-- Start --

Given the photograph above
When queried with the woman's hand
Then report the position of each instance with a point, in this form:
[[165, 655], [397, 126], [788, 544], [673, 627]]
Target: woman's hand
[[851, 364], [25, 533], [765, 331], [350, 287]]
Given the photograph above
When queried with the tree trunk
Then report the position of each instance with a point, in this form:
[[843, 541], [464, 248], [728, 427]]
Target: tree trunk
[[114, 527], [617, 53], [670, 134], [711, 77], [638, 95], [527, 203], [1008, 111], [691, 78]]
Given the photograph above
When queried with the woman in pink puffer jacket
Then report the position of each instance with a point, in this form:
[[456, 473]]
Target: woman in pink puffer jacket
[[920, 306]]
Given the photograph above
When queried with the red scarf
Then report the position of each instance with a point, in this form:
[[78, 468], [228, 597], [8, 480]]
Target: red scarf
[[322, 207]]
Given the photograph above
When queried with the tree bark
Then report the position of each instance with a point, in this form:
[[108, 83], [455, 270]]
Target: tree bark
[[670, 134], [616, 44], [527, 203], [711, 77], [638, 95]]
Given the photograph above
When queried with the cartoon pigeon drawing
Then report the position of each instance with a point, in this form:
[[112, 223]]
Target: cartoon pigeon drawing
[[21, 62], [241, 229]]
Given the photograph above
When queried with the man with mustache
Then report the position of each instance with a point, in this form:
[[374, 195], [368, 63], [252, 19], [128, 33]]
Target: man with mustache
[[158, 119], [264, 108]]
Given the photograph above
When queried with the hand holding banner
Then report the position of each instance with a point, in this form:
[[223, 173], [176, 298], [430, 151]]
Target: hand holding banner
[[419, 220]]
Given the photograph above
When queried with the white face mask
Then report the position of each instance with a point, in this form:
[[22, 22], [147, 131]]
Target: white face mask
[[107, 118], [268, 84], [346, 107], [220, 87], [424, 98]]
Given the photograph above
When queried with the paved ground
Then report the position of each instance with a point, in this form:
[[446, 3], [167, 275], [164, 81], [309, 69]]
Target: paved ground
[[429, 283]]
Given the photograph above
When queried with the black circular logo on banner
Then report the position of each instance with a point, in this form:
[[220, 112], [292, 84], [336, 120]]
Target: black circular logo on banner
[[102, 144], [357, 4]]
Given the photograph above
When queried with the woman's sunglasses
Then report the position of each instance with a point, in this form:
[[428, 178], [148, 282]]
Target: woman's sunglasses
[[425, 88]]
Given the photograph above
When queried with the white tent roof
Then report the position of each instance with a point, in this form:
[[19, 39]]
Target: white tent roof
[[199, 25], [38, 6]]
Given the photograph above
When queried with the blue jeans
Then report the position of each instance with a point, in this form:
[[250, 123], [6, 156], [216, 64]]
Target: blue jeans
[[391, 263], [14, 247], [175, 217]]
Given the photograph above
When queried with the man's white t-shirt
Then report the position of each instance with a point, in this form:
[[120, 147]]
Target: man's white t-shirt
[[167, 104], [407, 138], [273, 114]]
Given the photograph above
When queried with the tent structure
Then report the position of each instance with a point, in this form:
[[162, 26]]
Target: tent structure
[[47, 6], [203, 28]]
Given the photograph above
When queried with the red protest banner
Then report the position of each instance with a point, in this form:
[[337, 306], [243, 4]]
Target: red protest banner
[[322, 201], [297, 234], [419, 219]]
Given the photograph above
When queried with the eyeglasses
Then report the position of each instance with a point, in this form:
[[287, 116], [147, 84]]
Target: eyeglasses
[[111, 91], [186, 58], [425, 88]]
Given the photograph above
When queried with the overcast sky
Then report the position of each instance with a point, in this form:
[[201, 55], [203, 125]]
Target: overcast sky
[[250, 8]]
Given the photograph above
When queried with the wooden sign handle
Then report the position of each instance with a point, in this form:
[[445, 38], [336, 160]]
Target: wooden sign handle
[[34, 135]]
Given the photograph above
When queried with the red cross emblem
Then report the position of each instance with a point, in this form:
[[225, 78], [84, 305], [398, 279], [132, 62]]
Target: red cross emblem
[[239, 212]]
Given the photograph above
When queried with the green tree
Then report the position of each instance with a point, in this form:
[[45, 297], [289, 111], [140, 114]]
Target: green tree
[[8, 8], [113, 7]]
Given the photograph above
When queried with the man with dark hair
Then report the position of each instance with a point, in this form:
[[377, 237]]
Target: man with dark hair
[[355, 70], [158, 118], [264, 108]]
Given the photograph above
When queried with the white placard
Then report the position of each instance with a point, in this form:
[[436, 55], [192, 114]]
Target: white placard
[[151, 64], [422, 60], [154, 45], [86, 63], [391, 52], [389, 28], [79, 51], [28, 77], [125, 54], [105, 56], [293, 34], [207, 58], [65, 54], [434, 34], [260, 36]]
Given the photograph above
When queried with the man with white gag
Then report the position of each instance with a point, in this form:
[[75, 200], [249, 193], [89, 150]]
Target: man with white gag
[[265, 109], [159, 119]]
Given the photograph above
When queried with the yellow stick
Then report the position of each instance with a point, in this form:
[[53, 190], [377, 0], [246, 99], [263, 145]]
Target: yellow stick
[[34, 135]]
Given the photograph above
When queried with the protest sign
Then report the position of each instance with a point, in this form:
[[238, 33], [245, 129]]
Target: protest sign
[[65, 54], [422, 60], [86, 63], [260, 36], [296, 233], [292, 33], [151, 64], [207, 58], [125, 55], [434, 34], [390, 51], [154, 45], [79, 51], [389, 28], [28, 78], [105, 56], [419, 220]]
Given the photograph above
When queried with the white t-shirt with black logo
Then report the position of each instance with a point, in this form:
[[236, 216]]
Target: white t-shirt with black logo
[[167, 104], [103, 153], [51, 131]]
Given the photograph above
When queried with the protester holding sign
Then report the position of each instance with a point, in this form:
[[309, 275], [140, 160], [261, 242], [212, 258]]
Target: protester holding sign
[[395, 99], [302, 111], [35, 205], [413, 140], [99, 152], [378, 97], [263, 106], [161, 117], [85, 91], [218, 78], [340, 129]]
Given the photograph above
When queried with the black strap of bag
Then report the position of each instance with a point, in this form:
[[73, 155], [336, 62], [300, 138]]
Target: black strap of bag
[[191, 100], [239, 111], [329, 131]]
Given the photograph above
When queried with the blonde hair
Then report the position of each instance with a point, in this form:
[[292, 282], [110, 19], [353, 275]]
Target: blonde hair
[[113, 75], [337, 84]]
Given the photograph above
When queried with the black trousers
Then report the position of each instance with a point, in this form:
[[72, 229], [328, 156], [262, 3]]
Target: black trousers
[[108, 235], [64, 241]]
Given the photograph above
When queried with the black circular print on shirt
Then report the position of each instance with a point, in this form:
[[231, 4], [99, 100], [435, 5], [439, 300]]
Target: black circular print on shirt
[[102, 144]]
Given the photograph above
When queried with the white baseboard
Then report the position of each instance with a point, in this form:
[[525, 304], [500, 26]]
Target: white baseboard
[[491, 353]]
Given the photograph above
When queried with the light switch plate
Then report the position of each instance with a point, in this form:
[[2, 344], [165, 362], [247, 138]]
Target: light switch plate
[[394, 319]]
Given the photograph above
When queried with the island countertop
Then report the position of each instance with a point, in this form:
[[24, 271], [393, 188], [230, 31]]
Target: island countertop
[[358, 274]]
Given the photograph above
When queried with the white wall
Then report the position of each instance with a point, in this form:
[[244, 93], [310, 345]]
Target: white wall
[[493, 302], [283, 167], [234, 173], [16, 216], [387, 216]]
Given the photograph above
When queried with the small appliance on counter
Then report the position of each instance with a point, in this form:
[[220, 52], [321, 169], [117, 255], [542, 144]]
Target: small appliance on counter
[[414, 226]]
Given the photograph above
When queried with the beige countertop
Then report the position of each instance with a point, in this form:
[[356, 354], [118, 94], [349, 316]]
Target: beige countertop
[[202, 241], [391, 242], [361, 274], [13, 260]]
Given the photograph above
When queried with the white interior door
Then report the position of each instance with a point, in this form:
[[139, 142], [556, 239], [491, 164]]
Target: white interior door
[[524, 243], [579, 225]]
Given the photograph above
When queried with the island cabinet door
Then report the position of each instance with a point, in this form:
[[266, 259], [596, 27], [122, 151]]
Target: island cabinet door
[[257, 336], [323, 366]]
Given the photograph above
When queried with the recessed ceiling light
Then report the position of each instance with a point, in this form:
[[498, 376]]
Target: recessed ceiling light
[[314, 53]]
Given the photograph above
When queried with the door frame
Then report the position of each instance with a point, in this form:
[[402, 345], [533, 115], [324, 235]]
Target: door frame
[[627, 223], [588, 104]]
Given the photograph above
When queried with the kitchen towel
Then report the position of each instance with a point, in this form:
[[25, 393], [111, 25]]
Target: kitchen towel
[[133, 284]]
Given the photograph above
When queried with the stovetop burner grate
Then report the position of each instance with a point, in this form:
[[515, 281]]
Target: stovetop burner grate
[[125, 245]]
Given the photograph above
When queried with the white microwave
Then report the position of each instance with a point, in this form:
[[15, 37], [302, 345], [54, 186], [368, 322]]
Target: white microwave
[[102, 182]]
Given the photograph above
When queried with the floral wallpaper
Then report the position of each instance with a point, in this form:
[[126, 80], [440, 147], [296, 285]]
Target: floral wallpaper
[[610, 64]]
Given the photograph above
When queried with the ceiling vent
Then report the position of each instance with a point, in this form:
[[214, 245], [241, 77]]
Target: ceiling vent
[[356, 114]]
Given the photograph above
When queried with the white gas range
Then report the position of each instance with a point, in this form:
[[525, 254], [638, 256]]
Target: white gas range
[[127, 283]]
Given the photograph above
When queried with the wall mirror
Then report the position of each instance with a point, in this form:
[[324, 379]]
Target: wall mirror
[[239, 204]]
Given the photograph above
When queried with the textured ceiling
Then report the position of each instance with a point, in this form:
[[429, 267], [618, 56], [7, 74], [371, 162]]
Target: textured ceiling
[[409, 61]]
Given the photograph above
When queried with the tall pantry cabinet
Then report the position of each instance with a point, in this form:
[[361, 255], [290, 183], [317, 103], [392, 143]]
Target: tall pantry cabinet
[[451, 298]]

-- End --

→ **The request**
Can you render the lines as a JSON list of strings, one string per line with blank lines left out, starting at the first line and ending at the line that contains "[[920, 306]]", both included?

→ **Completed task**
[
  "Given the photograph above",
  "When queried with the woman's hand",
  "Then report the position of each instance with a point, in this form:",
  "[[165, 655], [397, 126], [788, 544], [673, 627]]",
  "Target: woman's hand",
  "[[851, 364], [25, 533], [765, 331], [350, 287]]",
  "Given the photograph above",
  "When queried with the tree trunk",
  "Then report the position of each instance with a point, in this form:",
  "[[843, 541], [464, 248], [728, 427]]",
  "Target: tree trunk",
  "[[114, 527], [617, 53], [670, 134], [711, 77], [638, 95], [527, 203], [1008, 111], [691, 78]]",
  "Given the photograph above",
  "When queried with the woman in pink puffer jacket",
  "Then report the position of each instance with a point, in this form:",
  "[[456, 473]]",
  "Target: woman in pink puffer jacket",
  "[[920, 306]]"
]